§ **Task goal**
Every record should be restated exactly, with no images included.

Segment Start: Material shown

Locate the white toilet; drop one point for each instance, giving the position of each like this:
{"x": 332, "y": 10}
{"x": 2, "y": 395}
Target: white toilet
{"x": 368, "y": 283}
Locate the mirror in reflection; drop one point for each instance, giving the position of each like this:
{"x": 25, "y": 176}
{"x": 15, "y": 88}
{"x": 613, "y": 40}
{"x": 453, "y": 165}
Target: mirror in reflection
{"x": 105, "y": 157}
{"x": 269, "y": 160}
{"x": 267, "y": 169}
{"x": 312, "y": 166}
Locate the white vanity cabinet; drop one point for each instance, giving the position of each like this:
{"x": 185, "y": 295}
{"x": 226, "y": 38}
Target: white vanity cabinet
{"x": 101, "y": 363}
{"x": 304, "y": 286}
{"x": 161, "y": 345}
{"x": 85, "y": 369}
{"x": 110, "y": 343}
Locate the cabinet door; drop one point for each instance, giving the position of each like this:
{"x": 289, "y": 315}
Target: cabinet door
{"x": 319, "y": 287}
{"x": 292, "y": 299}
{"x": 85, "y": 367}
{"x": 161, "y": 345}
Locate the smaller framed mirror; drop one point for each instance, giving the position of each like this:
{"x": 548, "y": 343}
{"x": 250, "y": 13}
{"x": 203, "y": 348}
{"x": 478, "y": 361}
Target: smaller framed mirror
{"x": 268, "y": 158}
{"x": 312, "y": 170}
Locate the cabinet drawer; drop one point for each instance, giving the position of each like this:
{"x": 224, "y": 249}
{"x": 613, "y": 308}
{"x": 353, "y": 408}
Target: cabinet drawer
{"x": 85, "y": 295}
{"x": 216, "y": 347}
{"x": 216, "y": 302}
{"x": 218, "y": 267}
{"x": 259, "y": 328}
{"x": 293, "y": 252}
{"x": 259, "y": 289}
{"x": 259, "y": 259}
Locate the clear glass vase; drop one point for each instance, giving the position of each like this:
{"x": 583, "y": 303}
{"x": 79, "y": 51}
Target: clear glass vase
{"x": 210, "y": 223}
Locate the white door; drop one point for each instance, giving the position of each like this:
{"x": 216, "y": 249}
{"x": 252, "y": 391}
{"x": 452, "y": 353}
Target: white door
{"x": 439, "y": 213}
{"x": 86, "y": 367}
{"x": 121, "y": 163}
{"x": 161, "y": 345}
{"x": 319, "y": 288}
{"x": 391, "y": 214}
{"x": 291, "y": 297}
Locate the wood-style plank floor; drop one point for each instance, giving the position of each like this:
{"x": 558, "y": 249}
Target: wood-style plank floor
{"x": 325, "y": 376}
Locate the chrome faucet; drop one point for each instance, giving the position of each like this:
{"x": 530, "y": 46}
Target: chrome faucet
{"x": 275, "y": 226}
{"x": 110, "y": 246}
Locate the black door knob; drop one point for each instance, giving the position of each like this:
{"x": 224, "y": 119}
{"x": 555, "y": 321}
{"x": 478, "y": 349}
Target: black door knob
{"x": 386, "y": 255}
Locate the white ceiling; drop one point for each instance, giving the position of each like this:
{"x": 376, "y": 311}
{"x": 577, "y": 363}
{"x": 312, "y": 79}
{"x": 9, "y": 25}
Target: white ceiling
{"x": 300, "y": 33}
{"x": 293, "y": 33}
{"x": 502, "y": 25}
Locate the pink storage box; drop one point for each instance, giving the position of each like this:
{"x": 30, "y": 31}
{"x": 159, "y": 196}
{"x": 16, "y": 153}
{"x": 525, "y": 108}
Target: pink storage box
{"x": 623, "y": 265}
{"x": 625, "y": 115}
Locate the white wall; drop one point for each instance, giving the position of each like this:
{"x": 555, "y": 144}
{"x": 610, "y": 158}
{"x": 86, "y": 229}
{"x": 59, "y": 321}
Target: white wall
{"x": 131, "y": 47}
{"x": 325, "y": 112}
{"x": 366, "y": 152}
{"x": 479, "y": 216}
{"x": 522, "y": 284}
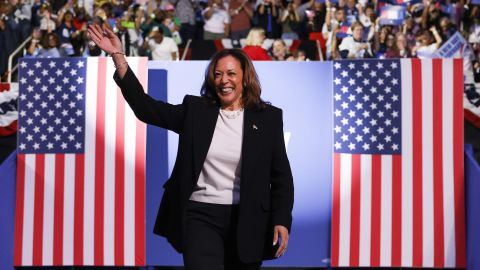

Segment End: Material shown

§ **Solution below**
Locate the white toilet; drop one point for each instance, giving the position of each like this:
{"x": 332, "y": 10}
{"x": 2, "y": 395}
Target: white toilet
{"x": 368, "y": 283}
Locate the mirror in reflection; drop one point for each instance, giving the position of each like this:
{"x": 25, "y": 176}
{"x": 15, "y": 88}
{"x": 613, "y": 40}
{"x": 453, "y": 165}
Target: mirror in reflection
{"x": 105, "y": 157}
{"x": 269, "y": 160}
{"x": 267, "y": 169}
{"x": 312, "y": 166}
Locate the white vanity cabinet; drop one point for each instance, giving the position of each like this:
{"x": 185, "y": 295}
{"x": 226, "y": 38}
Target: white vanity cabinet
{"x": 101, "y": 363}
{"x": 304, "y": 286}
{"x": 161, "y": 345}
{"x": 85, "y": 369}
{"x": 110, "y": 343}
Locate the cabinet door; drop one point for each instance, giving the position of each like this:
{"x": 289, "y": 315}
Target: cabinet door
{"x": 319, "y": 287}
{"x": 292, "y": 299}
{"x": 85, "y": 367}
{"x": 161, "y": 345}
Locate the smaller framed mirror; drop one point for each instance, giving the position of each like this:
{"x": 548, "y": 343}
{"x": 250, "y": 13}
{"x": 203, "y": 348}
{"x": 478, "y": 361}
Target: smaller framed mirror
{"x": 268, "y": 158}
{"x": 312, "y": 170}
Locate the cabinet drawer; drop one point for each instance, giving the position of each like this:
{"x": 224, "y": 249}
{"x": 613, "y": 308}
{"x": 353, "y": 408}
Target: cabinet drawer
{"x": 85, "y": 295}
{"x": 216, "y": 347}
{"x": 216, "y": 302}
{"x": 218, "y": 267}
{"x": 259, "y": 328}
{"x": 293, "y": 252}
{"x": 259, "y": 289}
{"x": 259, "y": 259}
Locate the clear glass vase; drop one point for each instance, giving the position of each like this:
{"x": 583, "y": 303}
{"x": 79, "y": 51}
Target: clear glass vase
{"x": 210, "y": 223}
Locate the white door; drop one point for each instance, giving the position of each like this:
{"x": 216, "y": 249}
{"x": 252, "y": 391}
{"x": 452, "y": 353}
Target: white door
{"x": 439, "y": 213}
{"x": 86, "y": 367}
{"x": 121, "y": 163}
{"x": 161, "y": 345}
{"x": 319, "y": 288}
{"x": 391, "y": 214}
{"x": 291, "y": 297}
Locate the wood-style plank floor; drop one point for each instance, giving the position of each like this:
{"x": 558, "y": 249}
Target: wood-style plank floor
{"x": 325, "y": 376}
Locate the chrome faucet; drop one point for each instance, giving the position of each like this:
{"x": 530, "y": 46}
Target: chrome faucet
{"x": 275, "y": 226}
{"x": 110, "y": 246}
Locate the black door knob; drop one point for each instance, giving the position of each like this:
{"x": 224, "y": 119}
{"x": 555, "y": 321}
{"x": 478, "y": 349}
Target: black door knob
{"x": 386, "y": 255}
Locate the white ceiling; drop one point for each instance, giving the position of each like this:
{"x": 376, "y": 311}
{"x": 577, "y": 363}
{"x": 312, "y": 79}
{"x": 9, "y": 25}
Target: white ceiling
{"x": 300, "y": 33}
{"x": 293, "y": 33}
{"x": 502, "y": 25}
Locate the pink storage box; drop one point for each instance, giving the position of each like this:
{"x": 30, "y": 31}
{"x": 159, "y": 196}
{"x": 16, "y": 153}
{"x": 525, "y": 108}
Target: pink storage box
{"x": 623, "y": 265}
{"x": 625, "y": 115}
Locate the white wall; drop one point for each instance, giving the position of each like this:
{"x": 555, "y": 144}
{"x": 610, "y": 158}
{"x": 86, "y": 229}
{"x": 59, "y": 321}
Target: white wall
{"x": 131, "y": 47}
{"x": 325, "y": 112}
{"x": 366, "y": 152}
{"x": 479, "y": 216}
{"x": 522, "y": 284}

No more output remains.